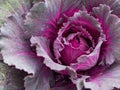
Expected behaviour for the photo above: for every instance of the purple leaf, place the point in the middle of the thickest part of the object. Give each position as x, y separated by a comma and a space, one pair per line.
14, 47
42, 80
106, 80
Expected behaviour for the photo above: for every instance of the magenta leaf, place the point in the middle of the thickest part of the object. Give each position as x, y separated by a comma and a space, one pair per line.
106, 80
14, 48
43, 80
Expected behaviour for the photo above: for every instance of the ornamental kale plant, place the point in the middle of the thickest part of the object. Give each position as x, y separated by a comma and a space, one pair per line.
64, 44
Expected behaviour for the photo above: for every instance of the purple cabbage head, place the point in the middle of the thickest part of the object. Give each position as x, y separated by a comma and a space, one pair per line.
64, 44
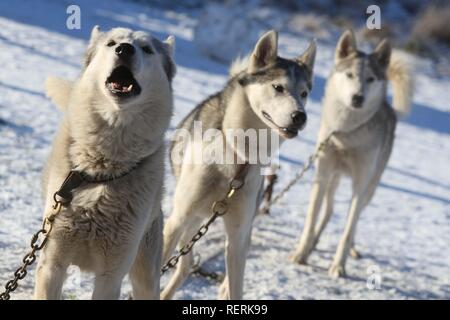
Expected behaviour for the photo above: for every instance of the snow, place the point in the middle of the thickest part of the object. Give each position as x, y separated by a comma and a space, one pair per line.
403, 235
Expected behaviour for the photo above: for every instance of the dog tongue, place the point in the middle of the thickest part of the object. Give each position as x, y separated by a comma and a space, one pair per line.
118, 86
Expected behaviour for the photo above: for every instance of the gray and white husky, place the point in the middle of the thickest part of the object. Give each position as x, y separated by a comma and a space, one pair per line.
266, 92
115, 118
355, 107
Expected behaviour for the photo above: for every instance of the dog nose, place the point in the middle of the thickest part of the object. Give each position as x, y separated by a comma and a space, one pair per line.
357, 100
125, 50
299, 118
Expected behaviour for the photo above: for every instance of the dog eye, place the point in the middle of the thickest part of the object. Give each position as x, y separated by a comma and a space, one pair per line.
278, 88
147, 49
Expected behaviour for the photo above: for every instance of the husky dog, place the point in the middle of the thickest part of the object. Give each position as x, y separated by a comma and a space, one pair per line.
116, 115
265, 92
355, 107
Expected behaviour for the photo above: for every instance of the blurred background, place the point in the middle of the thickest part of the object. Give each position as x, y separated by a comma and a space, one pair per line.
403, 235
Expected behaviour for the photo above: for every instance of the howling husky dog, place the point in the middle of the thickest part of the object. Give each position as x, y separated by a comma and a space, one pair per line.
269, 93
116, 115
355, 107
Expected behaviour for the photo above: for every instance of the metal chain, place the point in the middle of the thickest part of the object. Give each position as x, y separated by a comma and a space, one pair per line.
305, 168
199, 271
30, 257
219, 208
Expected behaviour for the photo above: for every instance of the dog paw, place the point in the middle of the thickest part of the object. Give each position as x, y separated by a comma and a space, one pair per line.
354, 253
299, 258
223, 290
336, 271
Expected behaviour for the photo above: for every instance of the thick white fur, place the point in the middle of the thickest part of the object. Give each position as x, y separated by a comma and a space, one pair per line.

----

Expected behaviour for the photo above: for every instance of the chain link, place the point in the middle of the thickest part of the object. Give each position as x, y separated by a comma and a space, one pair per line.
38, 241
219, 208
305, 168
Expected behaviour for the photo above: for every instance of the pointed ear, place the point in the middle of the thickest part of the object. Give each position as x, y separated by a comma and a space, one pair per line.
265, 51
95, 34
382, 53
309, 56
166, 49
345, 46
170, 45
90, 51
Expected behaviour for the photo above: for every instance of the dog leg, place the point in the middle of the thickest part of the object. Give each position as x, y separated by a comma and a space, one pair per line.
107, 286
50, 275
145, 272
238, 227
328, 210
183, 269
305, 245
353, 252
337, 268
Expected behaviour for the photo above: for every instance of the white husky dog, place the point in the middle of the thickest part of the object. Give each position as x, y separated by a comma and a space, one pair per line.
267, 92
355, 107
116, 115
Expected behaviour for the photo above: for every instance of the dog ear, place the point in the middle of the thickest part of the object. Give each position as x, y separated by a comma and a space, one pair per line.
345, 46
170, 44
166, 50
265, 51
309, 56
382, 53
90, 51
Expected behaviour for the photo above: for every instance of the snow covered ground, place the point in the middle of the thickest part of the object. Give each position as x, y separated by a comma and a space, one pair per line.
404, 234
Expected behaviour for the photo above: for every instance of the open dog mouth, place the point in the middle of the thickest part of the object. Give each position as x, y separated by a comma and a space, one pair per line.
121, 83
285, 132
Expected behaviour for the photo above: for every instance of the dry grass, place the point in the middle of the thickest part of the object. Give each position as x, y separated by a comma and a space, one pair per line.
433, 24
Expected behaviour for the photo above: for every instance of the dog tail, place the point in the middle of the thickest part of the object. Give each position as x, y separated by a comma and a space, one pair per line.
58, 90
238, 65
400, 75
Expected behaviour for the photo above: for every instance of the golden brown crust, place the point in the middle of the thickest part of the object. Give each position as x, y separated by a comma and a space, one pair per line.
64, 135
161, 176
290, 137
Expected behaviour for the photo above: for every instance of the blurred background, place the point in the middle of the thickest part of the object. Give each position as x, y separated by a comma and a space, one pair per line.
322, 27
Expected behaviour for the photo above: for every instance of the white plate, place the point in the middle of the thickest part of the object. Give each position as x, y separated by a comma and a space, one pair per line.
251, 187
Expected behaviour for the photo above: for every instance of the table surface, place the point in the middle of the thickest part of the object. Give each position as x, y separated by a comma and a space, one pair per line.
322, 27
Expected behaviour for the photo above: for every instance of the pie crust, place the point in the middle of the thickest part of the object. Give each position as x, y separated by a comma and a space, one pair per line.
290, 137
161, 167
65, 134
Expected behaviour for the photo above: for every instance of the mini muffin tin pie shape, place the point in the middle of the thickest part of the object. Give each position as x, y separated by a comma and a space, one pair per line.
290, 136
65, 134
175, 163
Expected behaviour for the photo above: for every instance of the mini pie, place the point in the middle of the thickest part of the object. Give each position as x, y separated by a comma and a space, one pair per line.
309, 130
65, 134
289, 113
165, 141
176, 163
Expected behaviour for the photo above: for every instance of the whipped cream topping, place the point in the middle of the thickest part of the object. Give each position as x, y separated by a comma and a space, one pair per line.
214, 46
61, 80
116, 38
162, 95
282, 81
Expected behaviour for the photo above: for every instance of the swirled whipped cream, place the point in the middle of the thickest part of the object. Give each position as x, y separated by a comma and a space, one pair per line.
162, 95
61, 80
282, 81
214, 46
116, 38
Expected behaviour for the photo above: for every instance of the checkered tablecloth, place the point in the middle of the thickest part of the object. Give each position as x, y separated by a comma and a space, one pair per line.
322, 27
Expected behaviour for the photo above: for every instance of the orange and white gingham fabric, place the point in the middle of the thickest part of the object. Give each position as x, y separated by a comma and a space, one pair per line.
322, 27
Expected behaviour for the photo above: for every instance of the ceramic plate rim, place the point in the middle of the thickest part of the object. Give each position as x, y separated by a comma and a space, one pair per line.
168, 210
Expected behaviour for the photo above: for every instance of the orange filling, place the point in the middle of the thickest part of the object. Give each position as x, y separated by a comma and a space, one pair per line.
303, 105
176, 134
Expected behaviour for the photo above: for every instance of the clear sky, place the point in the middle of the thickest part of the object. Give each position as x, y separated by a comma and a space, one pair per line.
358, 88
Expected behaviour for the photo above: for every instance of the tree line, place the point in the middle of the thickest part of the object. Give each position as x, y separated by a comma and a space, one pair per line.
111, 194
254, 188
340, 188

----

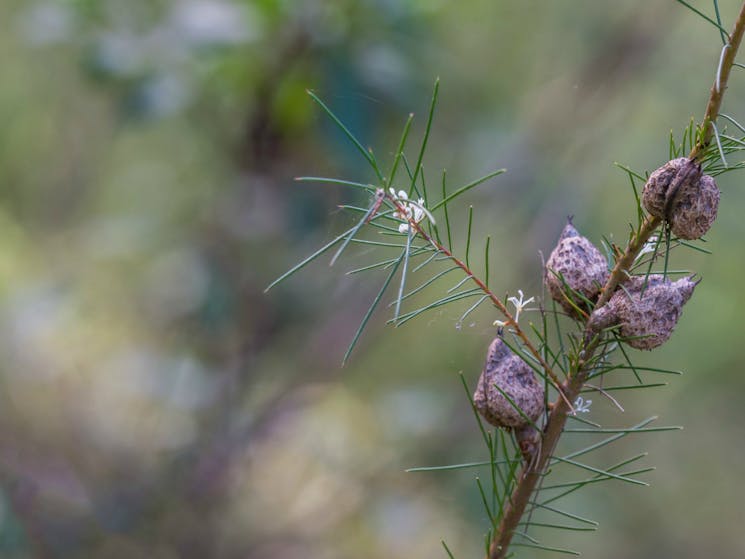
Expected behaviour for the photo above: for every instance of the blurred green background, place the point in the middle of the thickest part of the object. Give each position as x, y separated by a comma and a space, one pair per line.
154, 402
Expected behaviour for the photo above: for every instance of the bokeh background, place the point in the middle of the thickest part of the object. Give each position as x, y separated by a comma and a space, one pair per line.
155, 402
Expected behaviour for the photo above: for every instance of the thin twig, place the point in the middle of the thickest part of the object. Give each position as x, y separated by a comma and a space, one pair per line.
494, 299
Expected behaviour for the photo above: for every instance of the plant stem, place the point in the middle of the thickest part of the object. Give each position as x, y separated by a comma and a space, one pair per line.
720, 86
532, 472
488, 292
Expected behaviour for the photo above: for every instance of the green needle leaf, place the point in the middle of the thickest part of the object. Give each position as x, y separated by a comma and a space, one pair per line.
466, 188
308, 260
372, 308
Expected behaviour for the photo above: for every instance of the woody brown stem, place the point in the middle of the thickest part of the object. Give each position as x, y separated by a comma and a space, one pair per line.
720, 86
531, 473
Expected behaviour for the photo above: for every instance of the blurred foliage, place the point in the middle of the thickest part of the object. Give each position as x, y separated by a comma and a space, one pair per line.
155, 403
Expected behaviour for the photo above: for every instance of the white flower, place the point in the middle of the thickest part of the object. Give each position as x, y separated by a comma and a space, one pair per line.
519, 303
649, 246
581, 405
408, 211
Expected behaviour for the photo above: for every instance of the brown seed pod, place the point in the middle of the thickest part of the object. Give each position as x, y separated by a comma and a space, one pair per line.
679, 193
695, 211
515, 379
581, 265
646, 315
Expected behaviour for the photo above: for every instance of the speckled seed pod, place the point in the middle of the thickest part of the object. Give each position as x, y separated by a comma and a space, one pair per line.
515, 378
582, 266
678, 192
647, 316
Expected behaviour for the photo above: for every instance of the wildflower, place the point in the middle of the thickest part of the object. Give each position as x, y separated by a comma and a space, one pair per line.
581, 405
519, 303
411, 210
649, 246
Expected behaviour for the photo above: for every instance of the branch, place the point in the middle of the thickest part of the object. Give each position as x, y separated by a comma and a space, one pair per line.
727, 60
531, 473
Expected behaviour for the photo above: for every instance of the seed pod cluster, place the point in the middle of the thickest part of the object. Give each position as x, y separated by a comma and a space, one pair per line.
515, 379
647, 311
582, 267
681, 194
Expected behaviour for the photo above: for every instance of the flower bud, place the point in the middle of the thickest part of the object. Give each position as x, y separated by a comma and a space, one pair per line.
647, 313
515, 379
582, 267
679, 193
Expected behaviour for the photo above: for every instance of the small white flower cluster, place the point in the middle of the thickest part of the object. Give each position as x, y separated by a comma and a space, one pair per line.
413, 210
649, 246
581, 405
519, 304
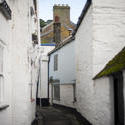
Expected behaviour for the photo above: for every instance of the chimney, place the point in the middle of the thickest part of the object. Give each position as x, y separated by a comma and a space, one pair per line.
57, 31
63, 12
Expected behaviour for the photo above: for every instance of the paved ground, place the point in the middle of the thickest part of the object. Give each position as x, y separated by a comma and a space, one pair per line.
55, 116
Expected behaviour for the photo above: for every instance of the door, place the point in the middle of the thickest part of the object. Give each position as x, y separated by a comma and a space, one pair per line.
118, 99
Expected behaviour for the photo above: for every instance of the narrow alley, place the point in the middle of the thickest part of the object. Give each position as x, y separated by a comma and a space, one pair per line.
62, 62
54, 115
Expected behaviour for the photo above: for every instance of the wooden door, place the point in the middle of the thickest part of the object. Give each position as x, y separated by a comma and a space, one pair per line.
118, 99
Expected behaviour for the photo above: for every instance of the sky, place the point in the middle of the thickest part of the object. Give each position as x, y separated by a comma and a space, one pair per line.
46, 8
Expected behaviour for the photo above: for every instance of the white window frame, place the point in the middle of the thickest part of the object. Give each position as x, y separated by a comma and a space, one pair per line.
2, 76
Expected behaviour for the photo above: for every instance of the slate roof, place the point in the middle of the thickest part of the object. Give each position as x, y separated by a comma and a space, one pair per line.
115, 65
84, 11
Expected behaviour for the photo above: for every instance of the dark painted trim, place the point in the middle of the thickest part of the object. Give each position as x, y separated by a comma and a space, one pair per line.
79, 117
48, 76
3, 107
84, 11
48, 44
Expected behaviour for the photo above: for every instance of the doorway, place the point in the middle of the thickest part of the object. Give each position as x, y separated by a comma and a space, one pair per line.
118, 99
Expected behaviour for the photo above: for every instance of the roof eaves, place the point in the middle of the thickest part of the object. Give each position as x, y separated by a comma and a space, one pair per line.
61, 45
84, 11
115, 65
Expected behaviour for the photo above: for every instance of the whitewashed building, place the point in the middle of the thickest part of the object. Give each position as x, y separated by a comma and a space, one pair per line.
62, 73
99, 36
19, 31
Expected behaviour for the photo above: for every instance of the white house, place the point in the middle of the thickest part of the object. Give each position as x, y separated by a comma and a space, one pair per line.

----

Written request
Pull out every line in the data above that contains the word "plant", and copy each one unchanged.

Final answer
Expected behaviour for the photo above: for every instance of the ornamental kale plant, place the point in the middle of the thickest part of the object. Give each position as x, y separated by a comma and a space, one pair per line.
Expected behaviour for the photo above: for every instance of the plant stem, place the point in the middle of the thickest part of the object. Give each position as x, y separated by a comma and a space, one pair per line.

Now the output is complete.